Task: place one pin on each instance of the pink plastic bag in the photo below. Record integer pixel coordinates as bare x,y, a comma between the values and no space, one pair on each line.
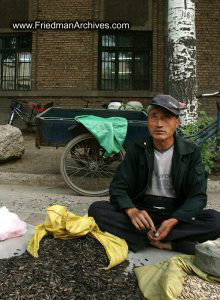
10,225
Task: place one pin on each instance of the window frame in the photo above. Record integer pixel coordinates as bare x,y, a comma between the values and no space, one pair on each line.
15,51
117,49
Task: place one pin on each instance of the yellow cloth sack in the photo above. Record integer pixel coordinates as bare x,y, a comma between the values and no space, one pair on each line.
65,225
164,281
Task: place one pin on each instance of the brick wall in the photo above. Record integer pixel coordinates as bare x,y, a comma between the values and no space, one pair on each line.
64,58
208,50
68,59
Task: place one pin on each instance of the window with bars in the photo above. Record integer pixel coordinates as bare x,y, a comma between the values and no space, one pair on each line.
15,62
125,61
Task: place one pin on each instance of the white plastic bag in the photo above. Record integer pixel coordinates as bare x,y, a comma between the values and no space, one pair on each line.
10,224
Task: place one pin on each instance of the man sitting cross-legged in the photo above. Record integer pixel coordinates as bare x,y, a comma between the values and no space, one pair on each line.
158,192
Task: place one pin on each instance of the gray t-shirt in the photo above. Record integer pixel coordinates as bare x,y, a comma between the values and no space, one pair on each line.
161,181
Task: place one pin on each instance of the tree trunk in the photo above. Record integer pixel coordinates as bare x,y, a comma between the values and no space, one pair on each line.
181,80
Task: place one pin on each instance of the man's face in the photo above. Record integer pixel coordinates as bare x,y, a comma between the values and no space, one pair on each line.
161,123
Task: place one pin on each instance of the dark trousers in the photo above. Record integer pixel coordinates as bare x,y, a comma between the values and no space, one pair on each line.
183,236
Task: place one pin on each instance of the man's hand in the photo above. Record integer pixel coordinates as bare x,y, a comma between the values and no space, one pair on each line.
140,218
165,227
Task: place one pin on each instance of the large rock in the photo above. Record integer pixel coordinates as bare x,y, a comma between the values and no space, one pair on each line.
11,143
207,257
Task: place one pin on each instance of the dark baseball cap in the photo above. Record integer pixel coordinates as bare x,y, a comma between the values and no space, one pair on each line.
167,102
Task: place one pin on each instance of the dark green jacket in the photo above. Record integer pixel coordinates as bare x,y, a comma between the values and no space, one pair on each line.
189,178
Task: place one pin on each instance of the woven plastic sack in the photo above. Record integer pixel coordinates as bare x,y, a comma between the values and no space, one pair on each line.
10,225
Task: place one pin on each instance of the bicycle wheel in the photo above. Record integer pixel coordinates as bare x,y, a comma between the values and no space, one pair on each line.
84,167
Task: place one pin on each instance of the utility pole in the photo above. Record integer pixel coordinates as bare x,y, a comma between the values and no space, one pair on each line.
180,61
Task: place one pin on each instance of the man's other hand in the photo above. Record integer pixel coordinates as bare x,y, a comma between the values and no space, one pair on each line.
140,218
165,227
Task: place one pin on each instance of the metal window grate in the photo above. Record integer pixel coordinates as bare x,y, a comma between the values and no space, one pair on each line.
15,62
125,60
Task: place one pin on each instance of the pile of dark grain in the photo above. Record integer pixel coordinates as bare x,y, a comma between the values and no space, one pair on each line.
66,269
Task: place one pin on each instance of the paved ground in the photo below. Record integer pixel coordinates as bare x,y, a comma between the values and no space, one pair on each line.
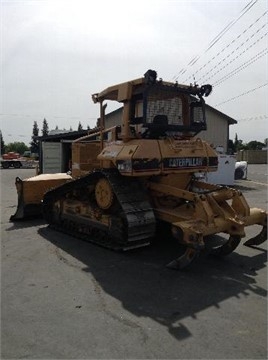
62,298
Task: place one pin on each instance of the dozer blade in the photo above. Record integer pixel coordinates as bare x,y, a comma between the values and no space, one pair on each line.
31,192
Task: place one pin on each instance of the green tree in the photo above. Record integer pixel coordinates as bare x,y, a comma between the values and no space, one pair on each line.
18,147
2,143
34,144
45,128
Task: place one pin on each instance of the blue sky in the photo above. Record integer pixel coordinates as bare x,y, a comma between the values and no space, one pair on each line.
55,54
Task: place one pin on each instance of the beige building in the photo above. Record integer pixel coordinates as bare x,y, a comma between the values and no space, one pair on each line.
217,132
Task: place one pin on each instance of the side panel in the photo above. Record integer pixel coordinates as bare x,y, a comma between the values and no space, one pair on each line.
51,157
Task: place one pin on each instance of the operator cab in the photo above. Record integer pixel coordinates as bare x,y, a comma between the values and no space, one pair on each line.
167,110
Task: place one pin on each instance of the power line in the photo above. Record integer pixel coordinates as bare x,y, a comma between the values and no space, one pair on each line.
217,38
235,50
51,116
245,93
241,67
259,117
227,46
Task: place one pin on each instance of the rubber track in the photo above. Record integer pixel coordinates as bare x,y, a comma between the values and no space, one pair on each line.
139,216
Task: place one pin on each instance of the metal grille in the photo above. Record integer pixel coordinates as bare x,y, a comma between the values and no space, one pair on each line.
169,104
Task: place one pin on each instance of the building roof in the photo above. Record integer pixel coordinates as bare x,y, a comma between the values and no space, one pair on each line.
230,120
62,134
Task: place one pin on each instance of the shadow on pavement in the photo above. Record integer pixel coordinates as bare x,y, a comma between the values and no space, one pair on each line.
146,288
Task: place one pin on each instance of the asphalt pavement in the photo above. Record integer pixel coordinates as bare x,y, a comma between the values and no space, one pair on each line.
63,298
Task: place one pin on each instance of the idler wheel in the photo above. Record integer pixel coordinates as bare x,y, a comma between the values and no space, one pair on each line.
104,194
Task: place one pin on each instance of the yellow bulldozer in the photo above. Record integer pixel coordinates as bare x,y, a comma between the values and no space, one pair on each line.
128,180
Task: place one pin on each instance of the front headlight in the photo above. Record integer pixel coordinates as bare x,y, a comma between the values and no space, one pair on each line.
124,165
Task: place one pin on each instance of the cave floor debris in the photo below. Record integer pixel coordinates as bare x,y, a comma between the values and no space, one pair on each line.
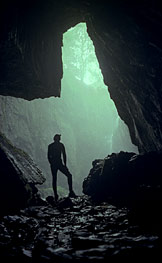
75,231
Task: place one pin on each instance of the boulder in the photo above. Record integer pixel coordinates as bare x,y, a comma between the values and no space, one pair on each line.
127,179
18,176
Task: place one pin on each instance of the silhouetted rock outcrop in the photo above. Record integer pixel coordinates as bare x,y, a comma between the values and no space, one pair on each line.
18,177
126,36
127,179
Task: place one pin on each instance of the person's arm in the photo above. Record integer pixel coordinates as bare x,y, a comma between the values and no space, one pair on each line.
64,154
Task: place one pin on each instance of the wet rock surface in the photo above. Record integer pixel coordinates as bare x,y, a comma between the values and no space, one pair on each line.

= = = = = = =

- **Exercise**:
Give an exact copy of the data, and omit any pictures it holds.

- **Solved problem**:
Task: place one pin on each instance of the pink plastic bag in the photo below. Record integer pixel coordinates as bare x,y, a comma between the values and no space, one pair on each line.
10,225
Task: place one pin on each instance of the window frame in the photo above. Record integer pixel coordinates as bare x,y, a comma between the values and no space, one pair on each line.
15,51
117,49
Task: place one pin on each instance of the yellow cloth sack in the photo above. Record integer pixel coordinates as bare x,y, a comma between the values and no space, one pair on each line.
65,225
164,281
Task: place one pin on each instance of the brick wall in the photo above. Record integer pixel coordinates as bare x,y, a comma between the values and no space, one pair on each line.
64,58
208,50
68,59
Task: place one pin on each instance of the window with bars in the photo above. Record integer pixel coordinates as bare x,y, a comma between the values and no space, one pair on each line.
15,62
125,61
Task: place one pin on each instance of the white plastic bag in the photo above. Record integer pixel coordinates as bare x,y, a comma between the values and no space, one pair on each line.
10,224
Task: place one pin on each instance of the man sitting cross-legged in the photo above. Record integer pixel coordinates as bare x,y, a comma between the values and no space, one pair on each line.
158,192
Task: place one pin on each instance of the gray t-shirt in the photo above. Record integer pixel coordinates as bare x,y, a comma between the values and no space, one pair on each line.
161,181
Task: place one pin on each instance of the tree trunk in the photo above. Record integer pixel coordinates as bare x,y, a comma between the values and no space, one pair on each line.
181,80
Task: place one pin on each instance of the man's face in the photo above. Record integer pixel coordinates as bare x,y, a comma between the values and no space, one pair on each line.
161,123
Task: place one pin on each instance of the dark trousers in the photo above. Record integer pixel coordinates as bare x,y, a comma between the values and no space, one pair on each line.
183,236
Task: place one pin on each instance of the man's hand in the photo above. Record integer pixel coordinates as bare x,y, a comma between the values and no space, one pair on each line.
140,218
165,227
Task: place one pin on each instance of the large rock in the photo above. Record integer pixel coordinates as bare x,y, a comma between the values and no space, one pair on each line.
11,143
207,257
Task: place one pin on each instance of the dark baseball cap in the photo above. Record integer pixel coordinates as bare x,y, a comma between the values and no space, one pair on each line.
167,102
Task: place one pin on each instance of the dark green jacket in the photo above. Record integer pixel coordinates as bare x,y, a comma between the values and no space, one pair on each line.
189,178
Task: place one pin on each instance of the woven plastic sack in the photo above. Record integer pixel coordinates as bare x,y, a comma between the values and no space, one pair on each line.
10,225
Task: place one pin on each instance of the bicycle wheel in the photo above. Record integer pixel coordinates as bare x,y, a comma between the values and no space, one pair on each line.
84,167
Task: place one pin on each instance of the utility pole in the photo above. Record integer pixel coordinates as bare x,y, a comma between the values and no space, one pair on each line.
180,61
Task: place one pin on each instance of the man's other hand in the photo above. Record integer pixel coordinates as bare x,y, a comma between the values and no space, one pair on each line.
140,218
165,227
Task: place one pin on each instance of the metal window grate in the photo above. Record integer pixel coordinates as bare x,y, a comma between the values and no space, one pair on each line.
15,62
125,60
Task: place one pin on each instance of the pile of dark grain in the photo above. Record integer pixel coordinates as bare x,y, a comma between the values and no space, one pair on each line.
66,269
Task: place one pin on each instance of the paved ground in the photo below. Record integer pixel coordinates as bare x,y, a comma between the values and no space, one pair on each line.
62,298
Task: place one pin on each instance of the dozer blade in the photo above. Record integer pixel coordinates as bare x,y, a comma between the values and no space, one pair on each line.
31,192
Task: place one pin on each instance of the green tree in the photo above. Record integer pixel coordinates as bare x,y, a comma between the values and no space, one pair on each line.
18,147
2,143
34,144
45,128
Task: place one pin on each instance of the blue sky in the photo above. Record integer pixel coordinates as bare x,y, a comma between the values and no space, one pair on each line.
55,54
Task: place one pin on each instance of the beige building in the photo above. Record integer pixel coordinates as bare x,y, a comma between the values and no space, one pair on each line.
217,132
Task: place one pin on each instance of the side panel in the photo above. Record integer pixel coordinates as bare x,y, a comma between the values and no space, one pair on each line.
51,157
Task: place one pin on each instance of the operator cab in the photo above. Record integer pixel coordinates as bare x,y, a comma between the values and no space, one pair on each line.
167,110
Task: place one pin on each instance of the power line in the photo above. Record integer pixel coordinates as bare x,y, a comma between the values and no space, one pair on each line.
217,38
235,50
51,116
245,93
241,67
259,117
227,46
Task: place one pin on each instance of the rubber track in the photo above. Record integer pixel coordinates as bare x,y, a comma between the values and no space, one pair on each line.
139,216
Task: place one pin on each instance of the metal grille in the photo above. Record integer pixel coordinates as bare x,y, a comma between the values and no space, one pair on each line.
169,104
Task: place one pin on each instance of the building roof in the photo above. Record integer pixel coordinates as bare x,y, a comma between the values and no space, one pair on each line.
230,120
62,134
Task: place one pin on each instance of the shadow on pavement in the photo above. Record integer pixel coordinates as bare x,y, a comma between the values and no space, one pair on each line.
146,288
Task: place one pin on each instance of the asphalt pavement in the photo above. Record integer pixel coordinates as bare x,y, a comma between the values and no space, one pair on each line.
63,298
Task: place one pin on each instance of the idler wheel in the photo above. Record integer pixel coordinates as bare x,y, a comma between the values and no space, one pair on each line.
104,194
Task: place one pin on each instance of the yellow bulldozer in the photo above. Record integer pixel coordinates as bare x,y, a comma between the values and no space, one pair on each line.
128,180
Task: place one pin on each instance of the front headlight in the photo above. Record integer pixel coordinates as bare x,y, a comma between the values and no space, one pair on each line.
124,165
Task: place one pin on each instance of the cave floor debris in the photo below. Record integer pixel coordinates as bare x,y, a comma between the values and no space, one pair on each line.
75,231
Task: place one pin on each instance of the boulder in the photo above. Record integer pixel coordinates as bare x,y, a comma between the values and no space, one pair on each line.
127,179
18,176
Task: place one pin on each instance of the silhouetted rock outcrop in the photo above. Record integer pixel coordinates as bare x,y, a comma between the values and no space, one pair on each line.
18,177
126,36
127,179
Task: place one pin on each instance of the person's arm in the photo above. Record integer pixel coordinates as bare x,y, a comma between the values and no space, one pair on each line.
64,154
Task: place one pin on each instance of the wet rock surface in the photo above. Record integer pixel coordinates as bare x,y, a comma between the values and no space, one pair on each line.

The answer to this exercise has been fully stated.